[THE TASK]: Each record should be set down again so that it matches the original exactly.
<<<<
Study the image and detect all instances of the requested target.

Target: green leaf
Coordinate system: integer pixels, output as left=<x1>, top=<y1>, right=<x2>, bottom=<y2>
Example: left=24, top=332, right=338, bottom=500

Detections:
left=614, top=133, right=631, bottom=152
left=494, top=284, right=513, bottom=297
>>>>
[TASK RESPONSE]:
Study the image and detect all instances of the requested target.

Target: green leaf
Coordinate system: integer pixels, output as left=<x1>, top=<y1>, right=<x2>, bottom=<y2>
Example: left=24, top=332, right=338, bottom=500

Detections:
left=614, top=133, right=631, bottom=152
left=494, top=284, right=513, bottom=297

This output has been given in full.